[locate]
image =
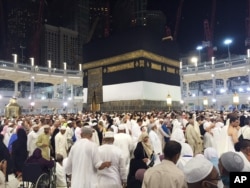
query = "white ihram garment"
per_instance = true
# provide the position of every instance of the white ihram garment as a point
(82, 163)
(111, 177)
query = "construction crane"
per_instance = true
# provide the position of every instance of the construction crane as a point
(208, 32)
(2, 27)
(168, 33)
(178, 19)
(247, 41)
(36, 38)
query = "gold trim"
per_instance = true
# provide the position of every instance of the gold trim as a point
(121, 67)
(171, 70)
(156, 66)
(130, 56)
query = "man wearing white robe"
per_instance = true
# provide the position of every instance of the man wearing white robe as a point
(245, 154)
(124, 142)
(155, 141)
(32, 138)
(61, 143)
(83, 161)
(115, 176)
(136, 131)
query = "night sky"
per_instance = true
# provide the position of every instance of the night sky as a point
(230, 16)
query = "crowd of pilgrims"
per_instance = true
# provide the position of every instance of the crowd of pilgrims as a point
(139, 140)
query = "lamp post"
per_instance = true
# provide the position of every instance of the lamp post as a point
(169, 101)
(236, 99)
(228, 42)
(22, 48)
(205, 102)
(199, 48)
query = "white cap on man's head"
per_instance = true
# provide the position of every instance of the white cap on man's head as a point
(121, 127)
(46, 126)
(197, 169)
(63, 128)
(232, 161)
(109, 134)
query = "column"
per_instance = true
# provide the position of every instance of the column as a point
(16, 89)
(214, 87)
(214, 91)
(187, 91)
(225, 84)
(32, 88)
(55, 90)
(64, 89)
(72, 92)
(248, 79)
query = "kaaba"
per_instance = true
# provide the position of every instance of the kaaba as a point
(131, 71)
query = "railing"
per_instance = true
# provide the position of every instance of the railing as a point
(28, 68)
(218, 65)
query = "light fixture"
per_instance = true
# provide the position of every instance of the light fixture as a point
(169, 101)
(205, 101)
(236, 99)
(228, 42)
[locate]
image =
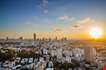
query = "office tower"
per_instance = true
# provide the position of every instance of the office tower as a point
(34, 36)
(90, 54)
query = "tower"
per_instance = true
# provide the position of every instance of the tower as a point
(34, 36)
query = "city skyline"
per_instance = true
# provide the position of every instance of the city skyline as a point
(51, 18)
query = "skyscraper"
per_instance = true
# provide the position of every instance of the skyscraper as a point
(90, 54)
(34, 36)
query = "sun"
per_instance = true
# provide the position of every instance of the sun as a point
(95, 33)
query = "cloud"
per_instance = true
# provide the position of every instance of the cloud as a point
(86, 20)
(57, 29)
(66, 18)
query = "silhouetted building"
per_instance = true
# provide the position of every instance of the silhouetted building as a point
(90, 54)
(34, 36)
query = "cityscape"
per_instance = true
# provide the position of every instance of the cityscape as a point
(52, 35)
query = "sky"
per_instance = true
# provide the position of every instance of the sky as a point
(50, 18)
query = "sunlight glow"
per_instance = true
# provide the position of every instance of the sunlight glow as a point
(95, 32)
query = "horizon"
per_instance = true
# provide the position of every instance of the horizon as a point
(51, 18)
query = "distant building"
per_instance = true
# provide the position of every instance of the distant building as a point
(90, 54)
(21, 38)
(34, 36)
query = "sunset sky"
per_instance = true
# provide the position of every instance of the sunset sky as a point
(50, 18)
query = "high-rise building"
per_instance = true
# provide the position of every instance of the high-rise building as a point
(90, 54)
(34, 36)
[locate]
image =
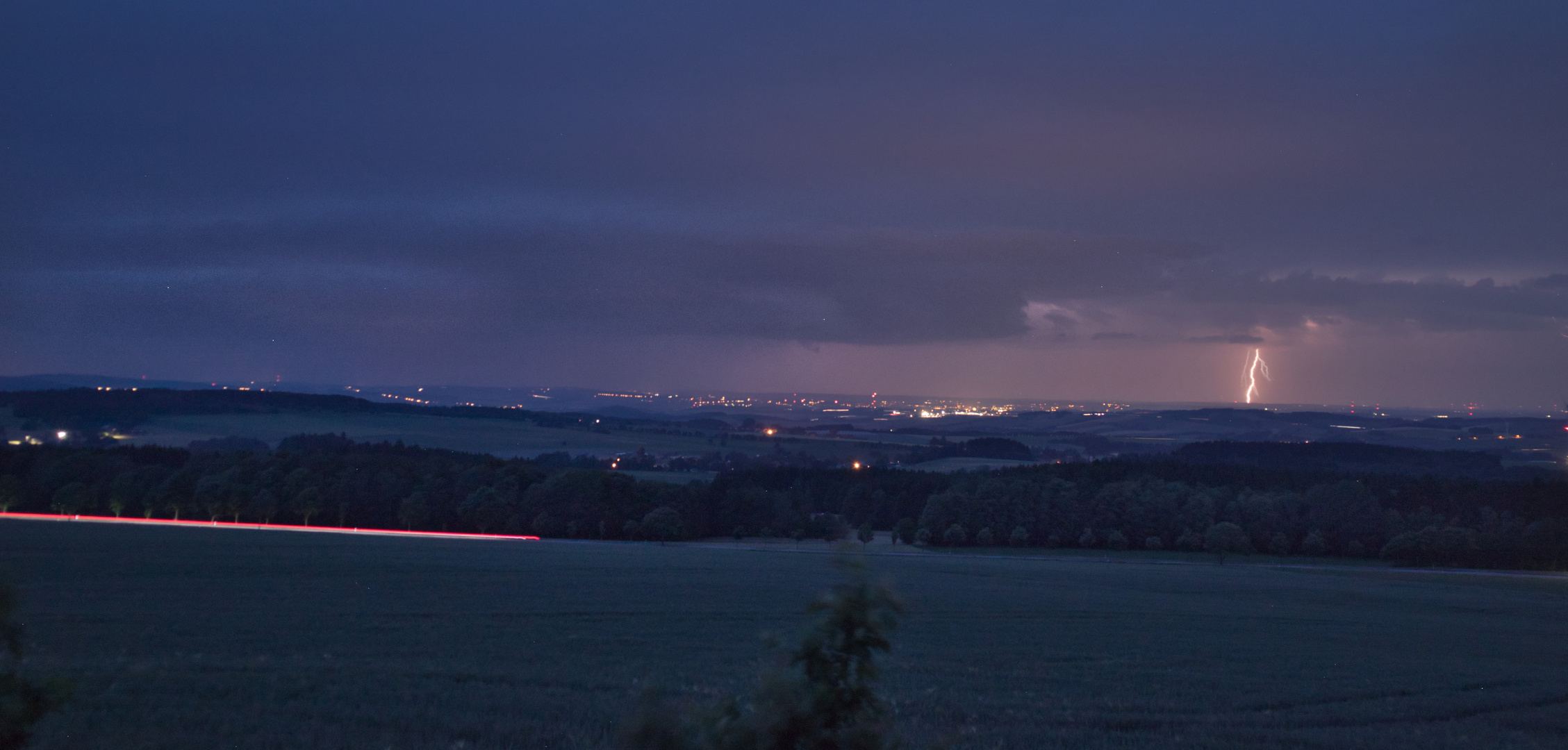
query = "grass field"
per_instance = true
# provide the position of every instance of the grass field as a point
(254, 640)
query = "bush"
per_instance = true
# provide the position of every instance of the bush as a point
(822, 697)
(662, 524)
(1227, 538)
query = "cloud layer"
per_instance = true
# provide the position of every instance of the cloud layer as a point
(355, 187)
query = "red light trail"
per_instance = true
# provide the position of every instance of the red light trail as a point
(261, 526)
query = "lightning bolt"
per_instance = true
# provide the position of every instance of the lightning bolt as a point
(1253, 367)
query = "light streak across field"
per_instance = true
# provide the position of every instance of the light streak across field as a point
(1255, 365)
(263, 526)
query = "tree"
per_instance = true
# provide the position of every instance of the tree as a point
(662, 524)
(820, 699)
(22, 700)
(264, 505)
(1227, 538)
(71, 499)
(413, 511)
(10, 492)
(488, 509)
(306, 505)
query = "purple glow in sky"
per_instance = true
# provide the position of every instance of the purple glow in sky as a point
(1109, 201)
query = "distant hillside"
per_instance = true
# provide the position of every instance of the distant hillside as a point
(1344, 458)
(88, 409)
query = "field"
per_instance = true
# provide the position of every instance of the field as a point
(264, 640)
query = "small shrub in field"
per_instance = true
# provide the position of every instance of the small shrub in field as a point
(819, 699)
(22, 700)
(1432, 547)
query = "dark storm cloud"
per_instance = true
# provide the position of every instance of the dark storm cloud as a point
(1131, 174)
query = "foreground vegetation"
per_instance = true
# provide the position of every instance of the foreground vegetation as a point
(1161, 503)
(182, 638)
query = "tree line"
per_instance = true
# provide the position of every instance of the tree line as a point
(1130, 503)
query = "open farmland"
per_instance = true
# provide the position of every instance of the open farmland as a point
(259, 640)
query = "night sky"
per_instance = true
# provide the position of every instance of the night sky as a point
(1106, 199)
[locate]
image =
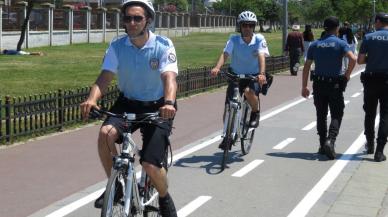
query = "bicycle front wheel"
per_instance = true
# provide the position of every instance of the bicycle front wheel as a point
(247, 133)
(151, 199)
(229, 138)
(114, 195)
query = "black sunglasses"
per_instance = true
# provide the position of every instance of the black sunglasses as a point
(137, 19)
(250, 25)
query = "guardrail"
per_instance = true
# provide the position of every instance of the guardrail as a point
(51, 112)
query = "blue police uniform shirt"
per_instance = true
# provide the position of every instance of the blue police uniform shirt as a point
(139, 69)
(375, 46)
(327, 54)
(245, 57)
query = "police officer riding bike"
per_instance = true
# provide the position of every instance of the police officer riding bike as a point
(247, 51)
(145, 65)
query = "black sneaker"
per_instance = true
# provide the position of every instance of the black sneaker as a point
(321, 151)
(379, 156)
(99, 201)
(254, 119)
(167, 207)
(370, 147)
(328, 148)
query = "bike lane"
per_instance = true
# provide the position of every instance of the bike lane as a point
(39, 172)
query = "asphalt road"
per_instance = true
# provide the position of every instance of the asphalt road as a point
(281, 176)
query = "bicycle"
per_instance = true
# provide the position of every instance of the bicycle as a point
(236, 119)
(125, 194)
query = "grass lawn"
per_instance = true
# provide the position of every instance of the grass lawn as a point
(78, 65)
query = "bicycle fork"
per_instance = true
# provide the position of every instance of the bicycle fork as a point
(131, 190)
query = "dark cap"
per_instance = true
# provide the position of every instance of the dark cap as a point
(383, 17)
(330, 23)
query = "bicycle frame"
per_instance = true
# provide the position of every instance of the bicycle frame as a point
(138, 188)
(133, 187)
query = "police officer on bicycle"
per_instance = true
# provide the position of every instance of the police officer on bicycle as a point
(328, 83)
(374, 53)
(248, 51)
(146, 68)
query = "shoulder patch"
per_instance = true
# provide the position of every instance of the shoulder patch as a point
(171, 58)
(163, 40)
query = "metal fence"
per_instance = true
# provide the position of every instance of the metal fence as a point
(36, 115)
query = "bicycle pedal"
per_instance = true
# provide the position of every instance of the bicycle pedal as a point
(150, 208)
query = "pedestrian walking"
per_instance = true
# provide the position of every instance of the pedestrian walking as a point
(294, 49)
(308, 37)
(374, 53)
(329, 83)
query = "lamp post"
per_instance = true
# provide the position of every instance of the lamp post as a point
(374, 8)
(285, 23)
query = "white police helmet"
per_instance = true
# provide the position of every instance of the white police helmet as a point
(146, 3)
(247, 16)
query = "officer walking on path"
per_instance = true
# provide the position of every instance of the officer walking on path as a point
(329, 83)
(146, 67)
(294, 48)
(374, 53)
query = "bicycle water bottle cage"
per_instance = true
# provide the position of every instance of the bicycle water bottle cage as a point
(120, 163)
(130, 116)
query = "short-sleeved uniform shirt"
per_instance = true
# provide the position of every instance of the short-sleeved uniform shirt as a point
(327, 53)
(375, 46)
(244, 57)
(139, 69)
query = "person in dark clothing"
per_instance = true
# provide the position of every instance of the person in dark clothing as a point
(374, 53)
(329, 83)
(294, 48)
(308, 37)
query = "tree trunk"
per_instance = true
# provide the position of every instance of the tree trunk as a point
(24, 26)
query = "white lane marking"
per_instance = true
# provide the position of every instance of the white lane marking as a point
(277, 111)
(95, 195)
(317, 191)
(76, 204)
(310, 126)
(193, 205)
(252, 165)
(283, 144)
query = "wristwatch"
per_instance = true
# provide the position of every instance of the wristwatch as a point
(169, 102)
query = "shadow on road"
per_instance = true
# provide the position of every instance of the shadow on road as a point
(211, 163)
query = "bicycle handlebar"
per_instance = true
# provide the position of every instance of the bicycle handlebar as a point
(237, 77)
(132, 117)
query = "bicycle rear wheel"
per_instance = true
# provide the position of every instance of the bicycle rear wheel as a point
(247, 133)
(228, 136)
(114, 195)
(151, 196)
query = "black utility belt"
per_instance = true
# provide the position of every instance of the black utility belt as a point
(328, 79)
(141, 103)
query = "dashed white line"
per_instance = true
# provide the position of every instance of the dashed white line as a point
(76, 204)
(193, 205)
(284, 143)
(310, 126)
(252, 165)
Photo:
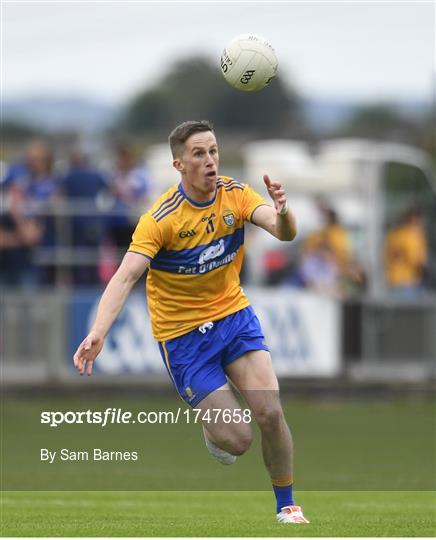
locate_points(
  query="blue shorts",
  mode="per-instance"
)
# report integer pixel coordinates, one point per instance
(196, 360)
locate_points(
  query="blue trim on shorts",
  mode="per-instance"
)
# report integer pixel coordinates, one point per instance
(197, 361)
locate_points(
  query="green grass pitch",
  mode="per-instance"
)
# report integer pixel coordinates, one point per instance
(208, 514)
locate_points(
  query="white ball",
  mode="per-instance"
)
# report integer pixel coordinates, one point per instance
(249, 63)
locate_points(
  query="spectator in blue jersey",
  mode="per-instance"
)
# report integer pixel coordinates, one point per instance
(83, 187)
(33, 187)
(130, 186)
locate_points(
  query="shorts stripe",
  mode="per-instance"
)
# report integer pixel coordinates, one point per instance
(167, 363)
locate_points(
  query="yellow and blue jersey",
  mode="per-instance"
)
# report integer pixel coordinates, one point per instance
(196, 252)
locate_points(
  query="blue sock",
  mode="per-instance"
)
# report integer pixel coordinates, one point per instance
(283, 495)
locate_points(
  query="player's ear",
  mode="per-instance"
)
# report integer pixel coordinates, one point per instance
(178, 165)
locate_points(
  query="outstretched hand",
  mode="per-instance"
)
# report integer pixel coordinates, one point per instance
(276, 192)
(87, 352)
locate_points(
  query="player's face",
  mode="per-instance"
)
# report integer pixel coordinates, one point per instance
(199, 165)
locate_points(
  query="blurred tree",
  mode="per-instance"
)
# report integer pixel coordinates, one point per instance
(195, 89)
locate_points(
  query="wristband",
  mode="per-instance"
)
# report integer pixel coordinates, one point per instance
(284, 210)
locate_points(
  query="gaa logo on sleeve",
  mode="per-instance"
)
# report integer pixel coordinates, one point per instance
(229, 219)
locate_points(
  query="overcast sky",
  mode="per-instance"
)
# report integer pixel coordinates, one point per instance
(110, 50)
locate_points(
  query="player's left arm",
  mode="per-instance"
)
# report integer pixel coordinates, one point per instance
(278, 221)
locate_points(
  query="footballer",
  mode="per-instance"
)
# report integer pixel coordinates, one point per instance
(192, 242)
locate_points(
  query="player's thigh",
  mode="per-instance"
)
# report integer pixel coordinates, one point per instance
(253, 371)
(254, 376)
(222, 416)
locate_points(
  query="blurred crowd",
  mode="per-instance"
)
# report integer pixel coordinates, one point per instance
(66, 225)
(324, 260)
(70, 226)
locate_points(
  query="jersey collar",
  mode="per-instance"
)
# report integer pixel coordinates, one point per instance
(195, 203)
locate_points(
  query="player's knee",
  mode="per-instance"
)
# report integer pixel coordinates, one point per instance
(270, 418)
(240, 442)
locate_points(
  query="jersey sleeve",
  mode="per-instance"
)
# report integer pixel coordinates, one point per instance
(250, 201)
(147, 237)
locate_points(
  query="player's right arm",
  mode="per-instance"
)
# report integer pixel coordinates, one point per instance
(111, 303)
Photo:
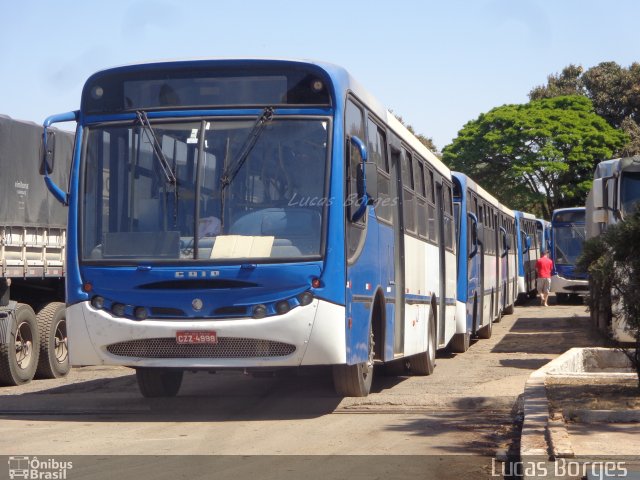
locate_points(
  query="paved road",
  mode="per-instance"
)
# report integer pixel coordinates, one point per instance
(470, 406)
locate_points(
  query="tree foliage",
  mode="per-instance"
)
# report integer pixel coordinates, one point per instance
(614, 91)
(536, 156)
(612, 261)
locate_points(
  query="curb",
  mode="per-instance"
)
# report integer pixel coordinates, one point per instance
(544, 439)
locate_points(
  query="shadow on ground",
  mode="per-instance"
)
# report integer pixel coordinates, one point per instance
(202, 397)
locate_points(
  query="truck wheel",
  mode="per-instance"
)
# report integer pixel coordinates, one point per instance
(54, 355)
(19, 355)
(355, 380)
(158, 382)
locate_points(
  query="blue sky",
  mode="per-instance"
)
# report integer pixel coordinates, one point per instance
(438, 64)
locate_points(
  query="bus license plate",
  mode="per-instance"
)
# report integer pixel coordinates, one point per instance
(196, 337)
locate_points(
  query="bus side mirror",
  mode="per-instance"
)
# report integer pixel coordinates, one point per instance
(48, 149)
(371, 181)
(367, 191)
(48, 153)
(599, 216)
(506, 242)
(474, 234)
(598, 194)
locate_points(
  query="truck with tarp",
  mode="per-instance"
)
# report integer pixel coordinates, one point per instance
(33, 338)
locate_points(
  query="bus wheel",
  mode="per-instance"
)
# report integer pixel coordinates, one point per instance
(19, 354)
(424, 363)
(355, 380)
(158, 382)
(460, 342)
(54, 355)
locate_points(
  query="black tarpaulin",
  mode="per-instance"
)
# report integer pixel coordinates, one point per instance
(24, 197)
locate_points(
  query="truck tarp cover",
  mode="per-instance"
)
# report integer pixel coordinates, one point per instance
(24, 197)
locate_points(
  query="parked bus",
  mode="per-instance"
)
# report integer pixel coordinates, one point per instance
(486, 268)
(567, 242)
(529, 234)
(252, 214)
(615, 194)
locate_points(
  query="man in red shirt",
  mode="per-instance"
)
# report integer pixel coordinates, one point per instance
(544, 266)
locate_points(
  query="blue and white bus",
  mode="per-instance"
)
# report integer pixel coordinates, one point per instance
(252, 214)
(529, 236)
(568, 234)
(486, 261)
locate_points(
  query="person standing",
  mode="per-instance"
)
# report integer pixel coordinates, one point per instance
(544, 266)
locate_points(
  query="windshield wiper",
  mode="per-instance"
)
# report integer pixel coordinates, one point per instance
(155, 145)
(234, 167)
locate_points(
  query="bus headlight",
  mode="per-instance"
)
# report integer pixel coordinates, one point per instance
(305, 298)
(97, 302)
(117, 309)
(259, 311)
(282, 307)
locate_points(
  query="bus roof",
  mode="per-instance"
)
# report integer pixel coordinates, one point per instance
(608, 168)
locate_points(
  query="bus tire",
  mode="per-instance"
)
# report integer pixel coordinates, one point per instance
(54, 355)
(460, 342)
(424, 363)
(485, 332)
(158, 382)
(355, 380)
(19, 354)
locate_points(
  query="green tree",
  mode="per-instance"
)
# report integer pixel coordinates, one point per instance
(536, 156)
(614, 91)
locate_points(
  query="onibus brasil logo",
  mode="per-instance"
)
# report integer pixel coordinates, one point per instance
(34, 468)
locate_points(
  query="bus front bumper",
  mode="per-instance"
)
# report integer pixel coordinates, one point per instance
(309, 335)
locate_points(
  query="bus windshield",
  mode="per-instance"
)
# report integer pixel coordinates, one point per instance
(568, 243)
(174, 201)
(630, 194)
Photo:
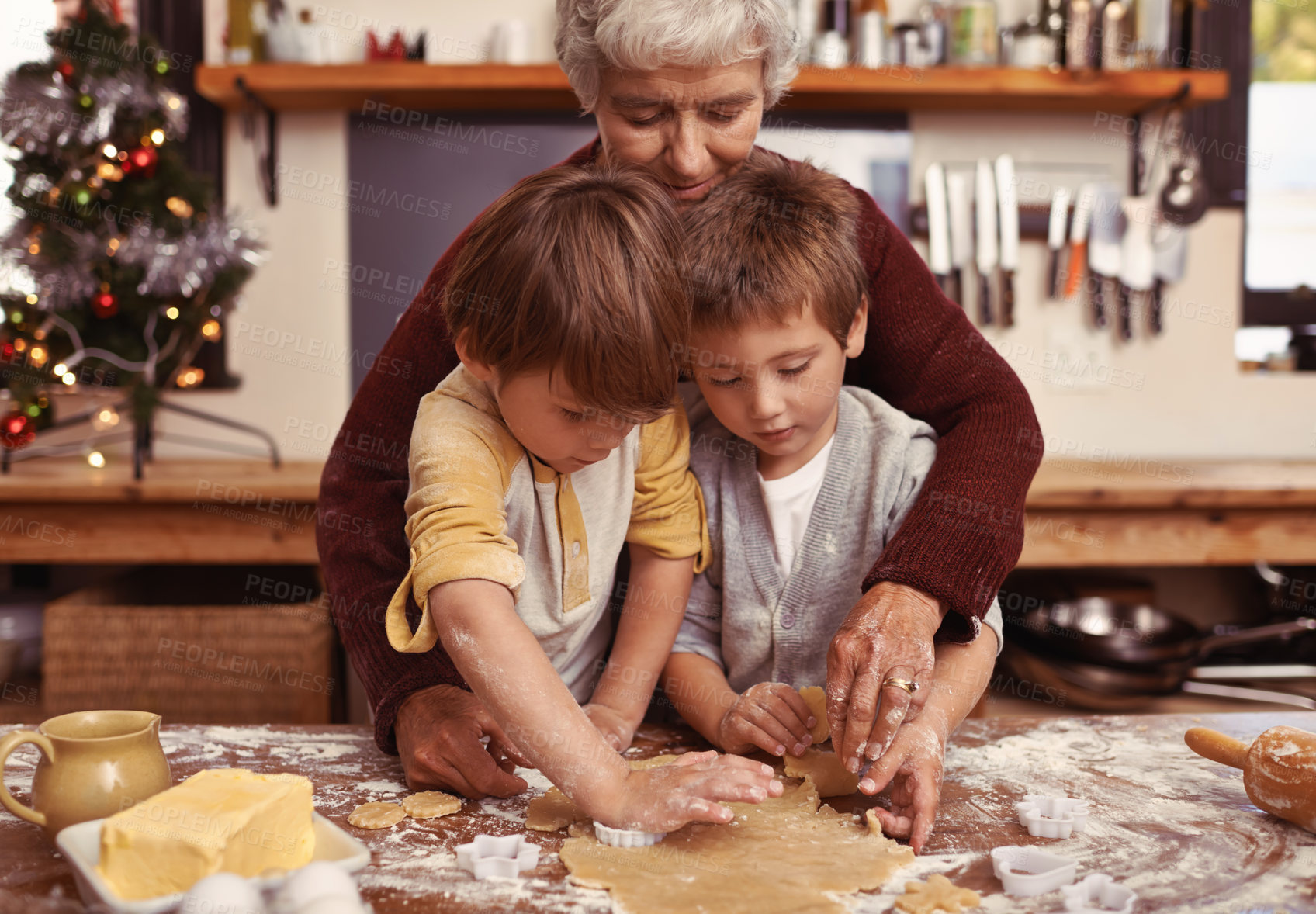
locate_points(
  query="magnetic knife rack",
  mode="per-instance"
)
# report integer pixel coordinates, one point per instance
(1034, 219)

## Action item
Work out how many lines of the entries include the word "player", and respond with that number and nothing more.

## Reply
6